====== Document
From mboxrd@z Thu Jan  1 00:00:00 1970
From: ebiederm@xmission.com (Eric W. Biederman)
Subject: Re: [PATCH net-next 43/43] netfilter: Skip unnecessary calls to synchronize_net
Date: Wed, 17 Jun 2015 15:32:05 -0500
Message-ID: <87lhfi84ai.fsf@x220.int.ebiederm.org>
References: <87r3pae5hn.fsf@x220.int.ebiederm.org>
	<1434554932-4552-43-git-send-email-ebiederm@xmission.com>
	<20150617172054.GJ13215@acer.localdomain>
Mime-Version: 1.0
Content-Type: text/plain
Cc: David Miller <davem@davemloft.net>, netdev@vger.kernel.org,
	netfilter-devel@vger.kernel.org,
	Stephen Hemminger <stephen@networkplumber.org>,
	Juanjo Ciarlante <jjciarla@raiz.uncu.edu.ar>,
	Wensong Zhang <wensong@linux-vs.org>,
	Simon Horman <horms@verge.net.au>,
	Julian Anastasov <ja@ssi.bg>,
	Pablo Neira Ayuso <pablo@netfilter.org>,
	Jozsef Kadlecsik <kadlec@blackhole.kfki.hu>,
	Jamal Hadi Salim <jhs@mojatatu.com>,
	Steffen Klassert <steffen.klassert@secunet.com>,
	Herbert Xu <herbert@gondor.apana.org.au>
To: Patrick McHardy <kaber@trash.net>
Return-path: <netfilter-devel-owner@vger.kernel.org>
Received: from out03.mta.xmission.com ([166.70.13.233]:50354 "EHLO
	out03.mta.xmission.com" rhost-flags-OK-OK-OK-OK) by vger.kernel.org
	with ESMTP id S1753770AbbFQUh3 (ORCPT
	<rfc822;netfilter-devel@vger.kernel.org>);
	Wed, 17 Jun 2015 16:37:29 -0400
In-Reply-To: <20150617172054.GJ13215@acer.localdomain> (Patrick McHardy's
	message of "Wed, 17 Jun 2015 19:20:54 +0200")
============
====== Information supplied
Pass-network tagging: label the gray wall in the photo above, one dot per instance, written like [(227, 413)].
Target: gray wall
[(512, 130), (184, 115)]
============
#### [What you should do]
Which message IDs does the References field of the email header list? The lines placed after the email header serve no purpose here.

#### [Solution below]
<87r3pae5hn.fsf@x220.int.ebiederm.org>
<1434554932-4552-43-git-send-email-ebiederm@xmission.com>
<20150617172054.GJ13215@acer.localdomain>